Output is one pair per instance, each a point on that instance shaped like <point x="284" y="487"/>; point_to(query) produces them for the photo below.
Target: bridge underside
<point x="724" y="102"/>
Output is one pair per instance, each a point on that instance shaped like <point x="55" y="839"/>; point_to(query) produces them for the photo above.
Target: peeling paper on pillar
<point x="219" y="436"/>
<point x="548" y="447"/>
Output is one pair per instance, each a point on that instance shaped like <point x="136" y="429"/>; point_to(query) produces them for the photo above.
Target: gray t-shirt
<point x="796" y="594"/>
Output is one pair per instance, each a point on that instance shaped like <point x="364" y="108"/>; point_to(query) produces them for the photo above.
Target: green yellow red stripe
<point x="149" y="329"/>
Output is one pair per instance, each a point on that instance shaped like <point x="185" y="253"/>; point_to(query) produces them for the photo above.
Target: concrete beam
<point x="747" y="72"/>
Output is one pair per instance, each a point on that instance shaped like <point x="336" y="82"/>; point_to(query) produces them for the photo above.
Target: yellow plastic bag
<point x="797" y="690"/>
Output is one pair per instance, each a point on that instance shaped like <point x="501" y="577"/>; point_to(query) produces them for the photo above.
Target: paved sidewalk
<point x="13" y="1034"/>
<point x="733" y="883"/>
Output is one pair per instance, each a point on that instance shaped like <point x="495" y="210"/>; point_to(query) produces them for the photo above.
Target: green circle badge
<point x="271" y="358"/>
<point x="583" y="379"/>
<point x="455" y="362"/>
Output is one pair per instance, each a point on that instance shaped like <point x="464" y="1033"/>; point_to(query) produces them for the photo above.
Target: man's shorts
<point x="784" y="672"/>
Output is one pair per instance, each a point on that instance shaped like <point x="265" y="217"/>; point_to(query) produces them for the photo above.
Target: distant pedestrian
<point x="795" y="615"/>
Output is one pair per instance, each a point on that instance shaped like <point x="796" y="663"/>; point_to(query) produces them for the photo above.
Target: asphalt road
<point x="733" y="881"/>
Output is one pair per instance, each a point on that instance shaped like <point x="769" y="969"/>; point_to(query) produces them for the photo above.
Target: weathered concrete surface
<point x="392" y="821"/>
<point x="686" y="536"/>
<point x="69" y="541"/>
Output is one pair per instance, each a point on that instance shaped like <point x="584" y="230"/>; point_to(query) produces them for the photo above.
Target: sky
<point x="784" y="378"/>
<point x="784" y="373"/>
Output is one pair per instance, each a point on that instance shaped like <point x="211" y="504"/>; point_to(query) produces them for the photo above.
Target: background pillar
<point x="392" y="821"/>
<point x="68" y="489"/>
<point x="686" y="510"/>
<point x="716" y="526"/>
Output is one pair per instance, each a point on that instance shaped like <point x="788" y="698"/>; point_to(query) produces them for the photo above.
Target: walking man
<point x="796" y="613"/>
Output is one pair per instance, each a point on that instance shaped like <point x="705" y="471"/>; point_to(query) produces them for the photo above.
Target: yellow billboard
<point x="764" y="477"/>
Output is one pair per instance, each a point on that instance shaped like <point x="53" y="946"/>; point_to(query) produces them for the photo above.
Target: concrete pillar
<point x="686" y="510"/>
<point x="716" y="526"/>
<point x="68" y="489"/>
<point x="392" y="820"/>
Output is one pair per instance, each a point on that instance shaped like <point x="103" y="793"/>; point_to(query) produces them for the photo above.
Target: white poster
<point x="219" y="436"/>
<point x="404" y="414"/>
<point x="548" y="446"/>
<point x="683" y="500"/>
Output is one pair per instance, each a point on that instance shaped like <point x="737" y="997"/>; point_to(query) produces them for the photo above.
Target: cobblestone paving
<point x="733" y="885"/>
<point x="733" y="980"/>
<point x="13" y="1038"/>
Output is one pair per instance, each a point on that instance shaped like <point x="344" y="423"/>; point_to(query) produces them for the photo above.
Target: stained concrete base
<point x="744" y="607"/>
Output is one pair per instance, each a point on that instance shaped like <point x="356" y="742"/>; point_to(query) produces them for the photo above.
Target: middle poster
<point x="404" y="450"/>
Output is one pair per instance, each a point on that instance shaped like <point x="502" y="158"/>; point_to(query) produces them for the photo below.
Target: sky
*****
**Objective:**
Repeat the entries above exactly, leaving nothing out.

**Solution below:**
Output is one pair per instance, each a point on that instance shaped like <point x="284" y="487"/>; point_to(query) produces them for the photo below.
Target: bridge underside
<point x="724" y="102"/>
Output is one pair per instance, each a point on that instance shaped like <point x="55" y="839"/>; point_to(query) produces them for the photo above.
Target: peeling paper on pillar
<point x="219" y="436"/>
<point x="548" y="447"/>
Output is one pair per instance, each a point on that instance shaped like <point x="136" y="429"/>; point_to(query) produces them for the photo above.
Target: gray t-shirt
<point x="796" y="594"/>
Output is one pair per instance, each a point on that instance shaped like <point x="364" y="108"/>; point_to(query) produces them for the photo above.
Target: green yellow red stripe
<point x="149" y="329"/>
Output is one pair per instance, each a point on that instance shaped like <point x="185" y="253"/>; point_to(query) produces them for the photo above.
Target: concrete beam
<point x="747" y="72"/>
Output is one pair per instance, each a point on that instance shaped like <point x="336" y="82"/>; point_to(query) produces them for the photo above.
Target: yellow plastic bag
<point x="797" y="690"/>
Output is one pair per instance, each a point on that instance shaped like <point x="501" y="577"/>; point_to(query) produces them for the photo above.
Target: paved sidewalk
<point x="13" y="1034"/>
<point x="733" y="883"/>
Output is one pair per instance, each a point on that instance shaped like <point x="495" y="210"/>; point_to(query) produces them for the photo above.
Target: green circle badge
<point x="271" y="358"/>
<point x="583" y="379"/>
<point x="455" y="362"/>
Output is one pair per instance, each a point on that instance shaped like <point x="464" y="1033"/>; point_to(query) produces them for the photo above.
Target: man's shorts
<point x="784" y="672"/>
Output is one pair per instance, each a point on that instance shaped like <point x="265" y="217"/>; point_to(query) produces them for the photo above.
Target: distant pedestrian
<point x="795" y="615"/>
Output is one pair per instance, each a point on that instance shaped like <point x="796" y="663"/>; point_to(query) produces them for the photo above.
Target: asphalt road
<point x="733" y="881"/>
Output is one pair per instance, each a point on that instance shaped like <point x="769" y="969"/>; point_to(query) produces them for the photo above.
Target: weathered concrete surface
<point x="392" y="821"/>
<point x="686" y="536"/>
<point x="69" y="541"/>
Output is one pair per instance, each a point on that instance shaped like <point x="584" y="230"/>; point_to(query) produces them for the photo above.
Target: sky
<point x="784" y="378"/>
<point x="784" y="373"/>
Output is one pair per instance, each a point on that instance shaped like <point x="211" y="504"/>; point_to(query) produces them for the photo above.
Target: background pillar
<point x="392" y="821"/>
<point x="68" y="489"/>
<point x="686" y="510"/>
<point x="716" y="526"/>
Output is one pair per instance, each a point on that instance shaped like <point x="788" y="698"/>; point_to(query) produces them for the photo above.
Target: walking man
<point x="796" y="613"/>
Output is one pair per instance, each a point on that instance shaped like <point x="705" y="471"/>; point_to(query) produces them for the photo above.
Target: yellow billboard
<point x="764" y="477"/>
Output is one pair per instance, each a point on that instance shaped like <point x="53" y="946"/>; point_to(query) produces them for the photo above.
Target: concrete pillar
<point x="686" y="510"/>
<point x="716" y="526"/>
<point x="68" y="489"/>
<point x="392" y="820"/>
Output is one pair per instance, each a point on that instance shaped like <point x="103" y="793"/>; point_to(query) produces them for the photo above.
Target: white poster
<point x="219" y="436"/>
<point x="404" y="414"/>
<point x="548" y="446"/>
<point x="683" y="500"/>
Output is one pair per instance, each a point on that instance shaped like <point x="737" y="997"/>; point_to(query) produces them for the photo above.
Target: cobblestone paving
<point x="733" y="885"/>
<point x="733" y="980"/>
<point x="13" y="1038"/>
Output is one pair per instance, each a point on that instance shaped like <point x="344" y="423"/>; point_to(query) produces them for the photo above.
Target: stained concrete base
<point x="744" y="607"/>
Output is one pair per instance, each a point on that instance shaped like <point x="356" y="742"/>; point_to(query) produces them for the photo above.
Target: middle poster
<point x="404" y="450"/>
Output is one pair per instance, each a point on that instance shaped like <point x="502" y="158"/>; point_to(query) produces them for the photo below.
Target: sky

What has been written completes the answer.